Pointing dataset excerpts:
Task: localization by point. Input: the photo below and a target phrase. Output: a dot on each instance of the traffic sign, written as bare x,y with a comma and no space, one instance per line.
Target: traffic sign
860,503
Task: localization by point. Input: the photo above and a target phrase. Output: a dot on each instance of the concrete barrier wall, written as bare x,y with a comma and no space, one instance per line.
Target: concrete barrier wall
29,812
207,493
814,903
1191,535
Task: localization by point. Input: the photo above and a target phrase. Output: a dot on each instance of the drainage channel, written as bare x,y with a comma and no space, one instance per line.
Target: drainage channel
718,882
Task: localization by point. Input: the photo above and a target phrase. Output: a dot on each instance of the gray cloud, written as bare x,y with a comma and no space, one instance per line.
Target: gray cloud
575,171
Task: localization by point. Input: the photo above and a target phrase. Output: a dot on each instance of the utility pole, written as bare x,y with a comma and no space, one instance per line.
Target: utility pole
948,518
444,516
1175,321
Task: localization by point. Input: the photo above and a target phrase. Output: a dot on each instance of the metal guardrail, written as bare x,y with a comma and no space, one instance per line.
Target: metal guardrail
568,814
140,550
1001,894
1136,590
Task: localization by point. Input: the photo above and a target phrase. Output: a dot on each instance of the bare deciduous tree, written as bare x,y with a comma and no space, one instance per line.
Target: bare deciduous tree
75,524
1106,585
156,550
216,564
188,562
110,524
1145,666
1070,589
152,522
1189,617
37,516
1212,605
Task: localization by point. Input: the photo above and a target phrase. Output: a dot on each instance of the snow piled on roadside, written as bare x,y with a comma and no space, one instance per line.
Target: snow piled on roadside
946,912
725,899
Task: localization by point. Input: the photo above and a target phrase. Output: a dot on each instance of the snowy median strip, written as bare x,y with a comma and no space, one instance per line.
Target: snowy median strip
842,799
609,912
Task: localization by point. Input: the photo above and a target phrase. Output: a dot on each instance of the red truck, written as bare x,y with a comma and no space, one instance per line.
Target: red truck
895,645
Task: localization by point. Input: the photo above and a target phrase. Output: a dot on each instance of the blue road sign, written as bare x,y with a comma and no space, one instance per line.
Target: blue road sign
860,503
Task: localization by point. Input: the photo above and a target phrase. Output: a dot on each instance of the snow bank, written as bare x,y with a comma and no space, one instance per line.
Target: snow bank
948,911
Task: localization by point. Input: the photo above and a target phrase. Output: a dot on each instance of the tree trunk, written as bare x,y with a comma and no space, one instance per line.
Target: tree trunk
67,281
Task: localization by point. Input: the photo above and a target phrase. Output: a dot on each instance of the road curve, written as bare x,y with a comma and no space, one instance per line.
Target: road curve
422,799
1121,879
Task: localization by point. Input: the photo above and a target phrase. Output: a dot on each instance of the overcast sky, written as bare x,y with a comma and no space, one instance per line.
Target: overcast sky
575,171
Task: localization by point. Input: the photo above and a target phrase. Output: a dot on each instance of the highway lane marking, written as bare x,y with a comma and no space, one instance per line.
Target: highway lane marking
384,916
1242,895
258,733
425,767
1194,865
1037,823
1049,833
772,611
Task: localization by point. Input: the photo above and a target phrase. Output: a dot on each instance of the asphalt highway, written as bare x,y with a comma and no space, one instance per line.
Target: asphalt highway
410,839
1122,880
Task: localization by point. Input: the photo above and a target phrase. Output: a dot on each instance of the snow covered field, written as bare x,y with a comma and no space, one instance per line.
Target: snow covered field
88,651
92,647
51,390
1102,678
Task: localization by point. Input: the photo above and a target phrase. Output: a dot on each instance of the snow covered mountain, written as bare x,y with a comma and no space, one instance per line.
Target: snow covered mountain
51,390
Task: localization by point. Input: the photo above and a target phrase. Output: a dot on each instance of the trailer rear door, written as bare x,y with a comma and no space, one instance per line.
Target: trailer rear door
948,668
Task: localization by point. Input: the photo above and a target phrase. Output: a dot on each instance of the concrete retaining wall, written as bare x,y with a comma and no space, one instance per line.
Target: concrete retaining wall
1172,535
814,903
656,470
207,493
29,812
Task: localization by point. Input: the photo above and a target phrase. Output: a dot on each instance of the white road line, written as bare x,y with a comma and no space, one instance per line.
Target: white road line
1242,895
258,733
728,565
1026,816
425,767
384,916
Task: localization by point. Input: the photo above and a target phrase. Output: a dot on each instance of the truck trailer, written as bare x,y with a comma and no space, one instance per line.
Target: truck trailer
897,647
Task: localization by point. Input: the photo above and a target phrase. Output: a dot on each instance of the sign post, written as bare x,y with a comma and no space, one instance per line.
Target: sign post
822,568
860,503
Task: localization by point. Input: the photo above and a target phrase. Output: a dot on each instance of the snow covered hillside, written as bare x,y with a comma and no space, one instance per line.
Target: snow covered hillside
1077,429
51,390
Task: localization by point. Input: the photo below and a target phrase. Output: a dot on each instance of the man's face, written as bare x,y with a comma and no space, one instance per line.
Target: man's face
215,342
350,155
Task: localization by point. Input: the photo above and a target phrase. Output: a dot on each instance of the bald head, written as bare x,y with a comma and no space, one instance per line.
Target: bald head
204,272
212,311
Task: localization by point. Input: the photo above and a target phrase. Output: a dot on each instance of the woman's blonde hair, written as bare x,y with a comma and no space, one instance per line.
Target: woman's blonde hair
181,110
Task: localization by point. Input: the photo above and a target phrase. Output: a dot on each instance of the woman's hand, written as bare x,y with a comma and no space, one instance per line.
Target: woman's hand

What this task involves:
Reproduce exactly the lines from the one with "of the white" through the end of the entries above, both ends included.

Solution for this problem:
Task: localization by point. Input: the photo above and a target phrase. Output: a dot on each instance of the white road line, written as bare x,y with a comma and no space, one instance per line.
Target: white road line
1242,895
258,733
728,565
1026,816
425,767
384,916
Task: localization by point. Input: the photo above and a target phrase. Output: a dot on each instance of the truck trailer, written as bare x,y with a comma and no space, one instance per line.
Target: truck trailer
897,647
Task: localization by point. Input: the photo above and a target phrase. Output: a dot on each instance of the sign post, written as bare x,y with a comma and no space, one instance per line.
Target: sign post
822,568
860,503
Task: localization by point. Input: the photo above and a target phrase. Output: a dot on each instance of the snow covered hillside, written as bare x,y with a comma and no space, one instance per line.
Target: snow covered hillside
1077,429
51,390
Task: localization by point. Input: the photo below and a target phrase. Output: a dot on each instance of the man's face, written as bare x,y with a comma and no space, one instance per line.
Target: man's face
215,342
350,155
Task: localization by point. Input: the photo above and a target phrase. Output: a dot on each instance of the bald head, written as bare x,y with a comma and no space, one instance per line.
Target: bald head
204,272
212,311
Task: localization by point. Input: the photo above and a target phrase. Output: a dot on each instance of the woman's blonde hair, written as bare x,y with a comma and no space, one instance per line.
Target: woman's blonde hair
181,110
Task: localization by point. Input: the photo above and a target phrase. Output: a dot on each instance of the woman's hand, written as bare x,y with a comma and no space, one instance per line.
Target: woman's hand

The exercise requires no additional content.